# Request
Count the lines in the rows below that contain the word "wooden", and give only that number.

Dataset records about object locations
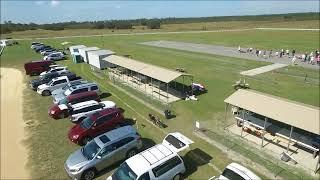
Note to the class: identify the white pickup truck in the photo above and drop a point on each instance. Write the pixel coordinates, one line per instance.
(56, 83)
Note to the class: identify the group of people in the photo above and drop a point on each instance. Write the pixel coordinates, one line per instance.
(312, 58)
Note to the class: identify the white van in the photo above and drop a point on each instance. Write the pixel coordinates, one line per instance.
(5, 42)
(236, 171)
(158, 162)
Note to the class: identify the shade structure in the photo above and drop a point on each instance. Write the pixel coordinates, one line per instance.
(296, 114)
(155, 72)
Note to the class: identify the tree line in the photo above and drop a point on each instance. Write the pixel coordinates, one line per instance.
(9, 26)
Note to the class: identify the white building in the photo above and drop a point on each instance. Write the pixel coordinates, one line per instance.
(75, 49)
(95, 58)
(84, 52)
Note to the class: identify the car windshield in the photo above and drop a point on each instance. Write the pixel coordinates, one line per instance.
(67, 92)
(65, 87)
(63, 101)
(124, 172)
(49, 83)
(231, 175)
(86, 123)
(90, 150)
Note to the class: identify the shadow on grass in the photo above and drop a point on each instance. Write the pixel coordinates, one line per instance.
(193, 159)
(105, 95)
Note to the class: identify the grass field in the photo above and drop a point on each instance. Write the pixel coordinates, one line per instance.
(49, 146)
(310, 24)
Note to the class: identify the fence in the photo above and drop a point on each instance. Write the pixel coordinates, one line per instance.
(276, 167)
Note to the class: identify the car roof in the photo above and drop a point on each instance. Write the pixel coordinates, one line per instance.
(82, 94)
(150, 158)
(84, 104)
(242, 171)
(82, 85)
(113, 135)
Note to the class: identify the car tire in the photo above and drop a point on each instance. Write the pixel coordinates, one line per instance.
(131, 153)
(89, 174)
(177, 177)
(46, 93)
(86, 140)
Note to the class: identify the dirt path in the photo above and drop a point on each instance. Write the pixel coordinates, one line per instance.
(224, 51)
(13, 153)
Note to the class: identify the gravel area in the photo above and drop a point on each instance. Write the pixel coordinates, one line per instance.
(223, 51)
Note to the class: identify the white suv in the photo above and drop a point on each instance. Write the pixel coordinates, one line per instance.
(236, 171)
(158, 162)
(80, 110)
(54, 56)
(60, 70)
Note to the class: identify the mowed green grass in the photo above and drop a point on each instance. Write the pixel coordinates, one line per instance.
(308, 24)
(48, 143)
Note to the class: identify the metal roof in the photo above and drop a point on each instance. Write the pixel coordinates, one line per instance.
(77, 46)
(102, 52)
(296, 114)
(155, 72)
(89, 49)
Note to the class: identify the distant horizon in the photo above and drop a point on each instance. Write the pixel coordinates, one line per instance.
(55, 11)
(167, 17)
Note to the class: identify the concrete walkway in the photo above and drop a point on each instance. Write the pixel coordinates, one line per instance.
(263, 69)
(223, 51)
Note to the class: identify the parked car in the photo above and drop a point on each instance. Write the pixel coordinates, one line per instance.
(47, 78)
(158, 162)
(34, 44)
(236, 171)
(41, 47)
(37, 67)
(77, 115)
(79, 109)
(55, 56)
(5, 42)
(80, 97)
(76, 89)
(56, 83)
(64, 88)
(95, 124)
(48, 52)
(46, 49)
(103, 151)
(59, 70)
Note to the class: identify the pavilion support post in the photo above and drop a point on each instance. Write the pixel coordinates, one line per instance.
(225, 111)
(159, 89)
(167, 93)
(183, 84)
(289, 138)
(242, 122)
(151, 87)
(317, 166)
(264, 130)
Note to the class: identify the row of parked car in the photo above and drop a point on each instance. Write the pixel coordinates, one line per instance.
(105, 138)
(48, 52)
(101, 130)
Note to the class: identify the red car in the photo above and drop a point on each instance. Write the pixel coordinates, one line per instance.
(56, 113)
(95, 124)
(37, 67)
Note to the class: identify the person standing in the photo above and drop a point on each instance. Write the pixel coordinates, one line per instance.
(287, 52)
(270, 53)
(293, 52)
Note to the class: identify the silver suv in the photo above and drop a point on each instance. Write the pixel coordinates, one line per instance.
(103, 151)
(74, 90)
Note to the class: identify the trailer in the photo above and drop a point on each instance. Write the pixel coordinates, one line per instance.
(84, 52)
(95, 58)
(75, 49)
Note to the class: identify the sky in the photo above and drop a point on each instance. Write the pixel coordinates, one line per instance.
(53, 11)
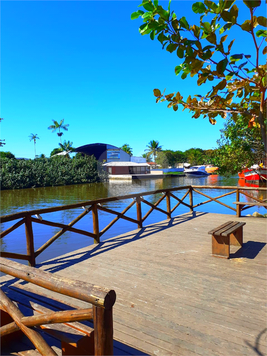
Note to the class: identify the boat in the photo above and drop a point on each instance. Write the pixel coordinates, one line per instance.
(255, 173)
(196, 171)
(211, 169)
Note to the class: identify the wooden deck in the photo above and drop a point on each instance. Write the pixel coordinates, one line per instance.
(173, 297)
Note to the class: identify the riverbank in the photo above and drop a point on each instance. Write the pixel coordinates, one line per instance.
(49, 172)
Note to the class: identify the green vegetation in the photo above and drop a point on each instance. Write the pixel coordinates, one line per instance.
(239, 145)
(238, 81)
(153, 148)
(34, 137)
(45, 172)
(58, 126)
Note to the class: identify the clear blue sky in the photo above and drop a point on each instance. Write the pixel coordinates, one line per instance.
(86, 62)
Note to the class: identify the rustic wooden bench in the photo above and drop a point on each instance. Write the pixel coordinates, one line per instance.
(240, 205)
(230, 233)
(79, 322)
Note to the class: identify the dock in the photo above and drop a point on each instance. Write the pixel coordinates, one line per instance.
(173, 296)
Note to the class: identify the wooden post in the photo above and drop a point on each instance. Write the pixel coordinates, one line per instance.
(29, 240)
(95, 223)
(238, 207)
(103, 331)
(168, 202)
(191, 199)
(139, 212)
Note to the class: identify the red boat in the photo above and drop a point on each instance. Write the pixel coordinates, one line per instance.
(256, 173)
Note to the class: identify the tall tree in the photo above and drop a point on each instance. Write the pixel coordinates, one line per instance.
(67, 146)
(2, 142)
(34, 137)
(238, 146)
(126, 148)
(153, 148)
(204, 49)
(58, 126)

==

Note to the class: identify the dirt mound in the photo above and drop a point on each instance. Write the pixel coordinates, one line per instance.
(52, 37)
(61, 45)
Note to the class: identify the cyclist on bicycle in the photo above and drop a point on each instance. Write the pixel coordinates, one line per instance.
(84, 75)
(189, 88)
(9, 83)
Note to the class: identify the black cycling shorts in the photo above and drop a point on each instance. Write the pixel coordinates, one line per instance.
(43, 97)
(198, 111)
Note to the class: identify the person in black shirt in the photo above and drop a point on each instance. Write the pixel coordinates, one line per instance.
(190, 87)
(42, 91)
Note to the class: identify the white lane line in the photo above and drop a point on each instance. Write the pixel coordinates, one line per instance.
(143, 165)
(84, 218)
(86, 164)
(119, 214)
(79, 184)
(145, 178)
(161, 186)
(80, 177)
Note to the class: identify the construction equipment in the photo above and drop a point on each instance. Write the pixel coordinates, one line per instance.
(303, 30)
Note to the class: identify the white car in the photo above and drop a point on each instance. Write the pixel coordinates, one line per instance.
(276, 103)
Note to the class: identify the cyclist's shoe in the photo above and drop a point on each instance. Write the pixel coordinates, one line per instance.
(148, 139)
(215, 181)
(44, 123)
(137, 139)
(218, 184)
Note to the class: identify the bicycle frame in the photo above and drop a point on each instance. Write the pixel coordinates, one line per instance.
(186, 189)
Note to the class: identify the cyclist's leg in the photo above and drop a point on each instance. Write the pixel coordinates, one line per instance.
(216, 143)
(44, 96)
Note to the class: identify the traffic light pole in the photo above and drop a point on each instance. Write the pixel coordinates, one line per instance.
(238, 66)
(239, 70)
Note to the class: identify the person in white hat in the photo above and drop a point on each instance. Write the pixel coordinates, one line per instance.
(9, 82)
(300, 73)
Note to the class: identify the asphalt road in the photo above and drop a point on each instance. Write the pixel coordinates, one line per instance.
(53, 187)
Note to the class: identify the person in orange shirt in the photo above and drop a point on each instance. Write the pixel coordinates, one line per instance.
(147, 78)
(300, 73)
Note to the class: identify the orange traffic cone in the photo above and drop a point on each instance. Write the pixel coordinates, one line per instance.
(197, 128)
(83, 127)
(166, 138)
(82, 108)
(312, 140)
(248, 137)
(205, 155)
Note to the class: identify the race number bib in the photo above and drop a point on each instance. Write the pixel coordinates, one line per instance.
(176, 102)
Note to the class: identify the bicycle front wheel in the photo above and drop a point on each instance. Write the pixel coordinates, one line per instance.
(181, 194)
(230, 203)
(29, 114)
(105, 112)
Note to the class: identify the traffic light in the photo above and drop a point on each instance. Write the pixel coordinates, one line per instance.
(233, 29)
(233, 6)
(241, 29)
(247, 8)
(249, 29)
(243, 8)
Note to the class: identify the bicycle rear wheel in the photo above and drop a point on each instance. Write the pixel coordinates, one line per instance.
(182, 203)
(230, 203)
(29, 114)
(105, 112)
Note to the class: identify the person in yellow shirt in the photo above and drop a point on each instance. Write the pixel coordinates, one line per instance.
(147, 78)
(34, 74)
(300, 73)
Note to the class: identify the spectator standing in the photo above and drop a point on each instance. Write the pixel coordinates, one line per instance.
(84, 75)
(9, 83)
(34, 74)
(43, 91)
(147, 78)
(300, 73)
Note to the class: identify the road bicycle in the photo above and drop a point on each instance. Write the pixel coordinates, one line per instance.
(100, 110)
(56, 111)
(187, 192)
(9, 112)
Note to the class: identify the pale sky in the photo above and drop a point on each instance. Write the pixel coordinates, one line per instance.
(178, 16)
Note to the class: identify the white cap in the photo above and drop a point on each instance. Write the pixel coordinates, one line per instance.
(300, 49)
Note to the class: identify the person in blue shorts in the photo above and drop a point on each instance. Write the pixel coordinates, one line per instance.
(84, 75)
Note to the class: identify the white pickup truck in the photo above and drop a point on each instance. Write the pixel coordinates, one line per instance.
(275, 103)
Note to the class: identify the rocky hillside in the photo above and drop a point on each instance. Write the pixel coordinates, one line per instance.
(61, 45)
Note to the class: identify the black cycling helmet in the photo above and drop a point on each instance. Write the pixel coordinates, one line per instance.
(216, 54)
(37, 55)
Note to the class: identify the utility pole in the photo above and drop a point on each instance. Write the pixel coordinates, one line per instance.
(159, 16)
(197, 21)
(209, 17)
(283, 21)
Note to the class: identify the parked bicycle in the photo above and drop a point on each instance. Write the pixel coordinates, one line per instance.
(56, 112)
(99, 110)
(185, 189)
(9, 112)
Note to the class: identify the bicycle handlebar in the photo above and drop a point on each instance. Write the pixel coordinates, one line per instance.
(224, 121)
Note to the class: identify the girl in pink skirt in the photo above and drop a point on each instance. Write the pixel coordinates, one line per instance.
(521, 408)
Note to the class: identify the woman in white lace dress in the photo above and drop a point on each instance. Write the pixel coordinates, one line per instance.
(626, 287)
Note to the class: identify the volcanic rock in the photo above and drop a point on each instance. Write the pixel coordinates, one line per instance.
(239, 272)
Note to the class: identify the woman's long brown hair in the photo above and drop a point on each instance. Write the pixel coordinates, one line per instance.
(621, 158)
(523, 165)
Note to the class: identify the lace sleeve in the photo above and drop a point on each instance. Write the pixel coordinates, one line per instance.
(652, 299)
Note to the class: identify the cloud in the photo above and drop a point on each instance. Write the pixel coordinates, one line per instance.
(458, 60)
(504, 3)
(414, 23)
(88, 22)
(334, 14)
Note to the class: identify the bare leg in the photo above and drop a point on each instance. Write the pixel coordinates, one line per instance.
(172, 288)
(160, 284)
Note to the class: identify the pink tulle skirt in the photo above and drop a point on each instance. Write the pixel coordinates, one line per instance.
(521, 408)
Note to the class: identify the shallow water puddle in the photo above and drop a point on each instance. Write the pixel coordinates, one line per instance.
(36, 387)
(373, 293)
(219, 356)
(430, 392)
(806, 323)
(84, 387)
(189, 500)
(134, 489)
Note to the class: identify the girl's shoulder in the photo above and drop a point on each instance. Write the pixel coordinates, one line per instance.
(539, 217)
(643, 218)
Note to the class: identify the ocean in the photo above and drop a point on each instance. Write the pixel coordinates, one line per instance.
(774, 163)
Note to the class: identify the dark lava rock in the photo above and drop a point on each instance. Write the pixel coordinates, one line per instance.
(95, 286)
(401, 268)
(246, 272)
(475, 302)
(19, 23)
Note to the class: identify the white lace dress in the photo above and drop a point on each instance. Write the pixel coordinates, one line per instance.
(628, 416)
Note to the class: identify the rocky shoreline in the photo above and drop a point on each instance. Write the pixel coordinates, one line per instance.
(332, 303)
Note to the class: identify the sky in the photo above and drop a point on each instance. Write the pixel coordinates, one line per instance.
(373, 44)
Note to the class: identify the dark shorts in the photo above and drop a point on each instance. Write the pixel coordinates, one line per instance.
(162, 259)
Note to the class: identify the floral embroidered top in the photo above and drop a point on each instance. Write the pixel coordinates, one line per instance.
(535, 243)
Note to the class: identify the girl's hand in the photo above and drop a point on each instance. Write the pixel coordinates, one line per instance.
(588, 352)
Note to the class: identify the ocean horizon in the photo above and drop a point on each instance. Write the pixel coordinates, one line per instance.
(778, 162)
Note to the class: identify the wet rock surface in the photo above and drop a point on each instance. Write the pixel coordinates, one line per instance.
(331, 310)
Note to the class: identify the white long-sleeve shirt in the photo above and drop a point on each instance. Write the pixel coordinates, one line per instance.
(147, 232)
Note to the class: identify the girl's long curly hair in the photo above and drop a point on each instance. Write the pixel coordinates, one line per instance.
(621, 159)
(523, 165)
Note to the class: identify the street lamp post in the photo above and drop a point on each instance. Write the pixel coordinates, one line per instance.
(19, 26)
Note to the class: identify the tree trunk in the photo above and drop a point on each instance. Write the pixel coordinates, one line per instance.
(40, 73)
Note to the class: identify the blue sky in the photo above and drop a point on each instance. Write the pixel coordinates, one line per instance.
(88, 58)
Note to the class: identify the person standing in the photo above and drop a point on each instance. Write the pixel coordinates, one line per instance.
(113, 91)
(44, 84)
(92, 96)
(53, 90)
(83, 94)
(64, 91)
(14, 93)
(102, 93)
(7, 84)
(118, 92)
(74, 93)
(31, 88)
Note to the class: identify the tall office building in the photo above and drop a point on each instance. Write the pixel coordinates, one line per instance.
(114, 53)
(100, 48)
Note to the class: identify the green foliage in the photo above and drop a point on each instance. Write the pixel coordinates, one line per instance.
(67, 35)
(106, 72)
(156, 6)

# Worked answer
3